■ Supplied passage:
Ingredients

Serves 4

12 lamb cutlets
1 tbsp lemon juice
3 tbsp olive oil
1 tsp warm honey
1 tbsp toasted sesame seeds
1 bunch broccolini, trimmed
4 baby bok choy, rinsed and uartered
100 g sugar snap peas, trimmed
1 medium carrot, peeled and cut into thin strips  
 

Method

(Recipe from MLA – Meat & Livestock Association)

Prep time: 5 minutes 
Cooking time: 10 minutes

1. Brush or spray the lamb cutlets lightly with oil, season with salt and pepper. Preheat the char-grill or barbecue to moderately-hot.
2. Cook lamb on one side until moisture appears on the top. Turn with tongs once only and cook until done to your liking. Test for doneness with tongs. Rare is soft when pressed, medium is springy and well done is very firm. Cover lamb loosely with foil and rest it for 3 minutes before serving.
3. Combine the lemon juice, olive oil, honey and sesame seeds. Fill a medium-sized pan half-full with water and bring to the boil. Add the broccolini, cook for 2 minutes, add the bok choy and sugar snap peas and cook for a further 1-2 minutes. Drain vegetables and pour the lemon mixture over the warm vegetables. Serve with the lamb cutlets.
 
Tips
The lamb cutlets can also be pan-fried. Preheat the pan to moderately-hot. The meat should sizzle when it hits the pan.
You can use a brush to lightly oil the meat or use a light spray of oil.
You can also use lamb loin chops or lamb fillets/tenderloins for this recipe.
 
Did you know:
• Red meat is one of the best sources of 5 essential nutrients, including iron, zinc, omega-3, B vitamins and of course, protein.
• These nutrients help you think clearly, concentrate, stay alert and feel happy.
• So with end of year exams coming up for many students, make sure you serve red meat 3 to 4 times a week to help meet iron requirements.
• Spring is a good time to try this delicious lamb dish.

■ Data extract:
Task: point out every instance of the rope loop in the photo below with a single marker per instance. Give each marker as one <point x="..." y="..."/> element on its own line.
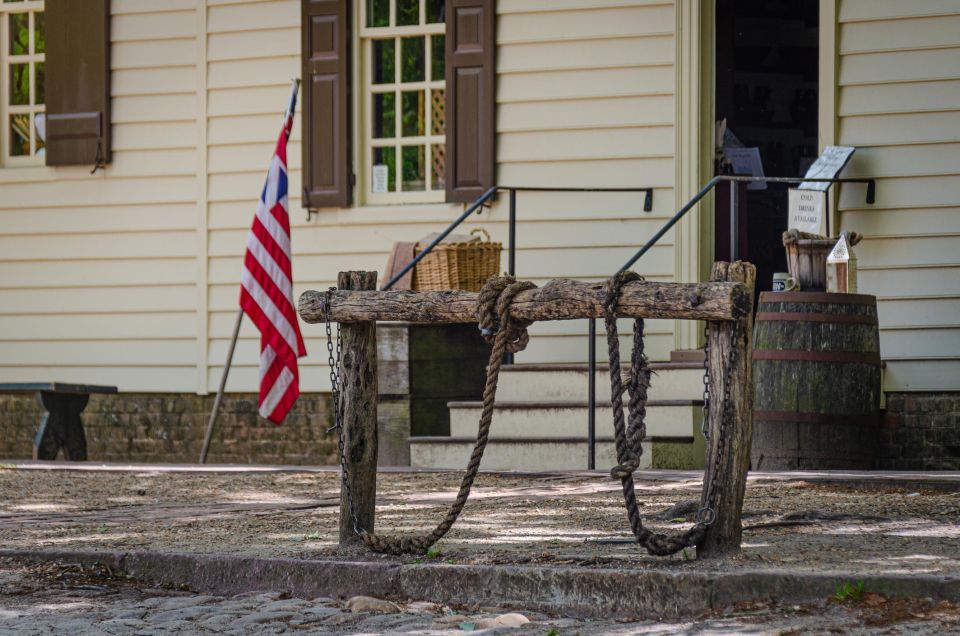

■ What this task involves: The lamb cutlet recipe advises serving red meat 3 to 4 times a week. In one to three sentences, explain the reason it gives for this advice. The listing plays no part in this exercise.

■ Expected answer: The recipe says to serve red meat 3 to 4 times a week to help meet iron requirements, with end-of-year exams coming up for many students. It explains that red meat is one of the best sources of nutrients such as iron, zinc, omega-3, B vitamins and protein, which help you think clearly, concentrate, stay alert and feel happy.